----- AVAILABLE RECORDS

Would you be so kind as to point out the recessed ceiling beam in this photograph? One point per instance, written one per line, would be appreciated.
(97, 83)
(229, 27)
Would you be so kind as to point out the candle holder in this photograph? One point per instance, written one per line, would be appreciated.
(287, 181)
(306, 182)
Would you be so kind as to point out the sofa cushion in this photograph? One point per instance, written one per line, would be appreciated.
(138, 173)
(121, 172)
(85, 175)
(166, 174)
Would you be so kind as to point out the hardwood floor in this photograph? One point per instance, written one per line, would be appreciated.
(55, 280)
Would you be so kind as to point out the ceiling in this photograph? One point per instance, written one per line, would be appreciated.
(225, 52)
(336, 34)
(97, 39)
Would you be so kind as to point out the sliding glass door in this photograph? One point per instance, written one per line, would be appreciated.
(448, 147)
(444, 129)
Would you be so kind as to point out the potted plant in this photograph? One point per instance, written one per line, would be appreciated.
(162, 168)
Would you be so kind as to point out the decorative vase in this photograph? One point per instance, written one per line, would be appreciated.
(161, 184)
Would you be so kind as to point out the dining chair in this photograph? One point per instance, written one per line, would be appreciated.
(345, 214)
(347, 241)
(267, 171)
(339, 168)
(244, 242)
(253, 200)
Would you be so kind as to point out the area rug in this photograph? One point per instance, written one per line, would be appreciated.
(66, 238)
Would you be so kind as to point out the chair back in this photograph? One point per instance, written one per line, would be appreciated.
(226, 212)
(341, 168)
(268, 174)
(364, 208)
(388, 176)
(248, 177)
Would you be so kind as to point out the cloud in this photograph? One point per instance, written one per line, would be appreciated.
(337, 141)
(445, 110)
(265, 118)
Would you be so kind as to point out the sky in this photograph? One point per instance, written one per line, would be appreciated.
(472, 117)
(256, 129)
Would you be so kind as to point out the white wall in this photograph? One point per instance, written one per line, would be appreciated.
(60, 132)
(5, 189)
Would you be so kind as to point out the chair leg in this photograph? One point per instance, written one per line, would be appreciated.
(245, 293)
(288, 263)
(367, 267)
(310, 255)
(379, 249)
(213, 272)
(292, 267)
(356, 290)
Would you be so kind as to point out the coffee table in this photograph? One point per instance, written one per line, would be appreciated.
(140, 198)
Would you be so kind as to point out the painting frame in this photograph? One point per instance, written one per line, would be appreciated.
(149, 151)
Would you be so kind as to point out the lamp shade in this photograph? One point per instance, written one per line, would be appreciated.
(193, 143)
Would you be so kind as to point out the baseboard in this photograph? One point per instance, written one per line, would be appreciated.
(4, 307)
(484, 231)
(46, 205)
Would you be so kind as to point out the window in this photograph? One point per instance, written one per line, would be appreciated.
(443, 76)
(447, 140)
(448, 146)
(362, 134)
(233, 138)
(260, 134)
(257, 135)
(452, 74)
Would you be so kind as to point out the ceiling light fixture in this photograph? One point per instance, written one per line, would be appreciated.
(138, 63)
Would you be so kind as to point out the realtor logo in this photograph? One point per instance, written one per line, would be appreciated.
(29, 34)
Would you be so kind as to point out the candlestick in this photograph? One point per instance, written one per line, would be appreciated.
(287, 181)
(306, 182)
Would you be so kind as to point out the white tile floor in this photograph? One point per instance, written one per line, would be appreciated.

----------

■ YOUR OBJECTIVE ■
Copy out word for word every line of the records above, from the line holding "the ceiling light" through the last line of the records, both ends included.

■ SOLUTION TO THIS TASK ■
Would you be so kind as to point out the ceiling light fixture in this photograph? One point per instance, written one per line, would be appreciated.
(138, 63)
Would you be so kind as to point out the realtor logo in this photograph? One point per instance, written one per line, would be appreciated.
(29, 34)
Would you be so kind as to point out the candlestick in this photograph? One point per instance, written one per line, would be appreciated.
(287, 181)
(306, 182)
Would you be so kind as to point out the white tile floor in this photograph? One point per instance, written one per line, would be appreciated.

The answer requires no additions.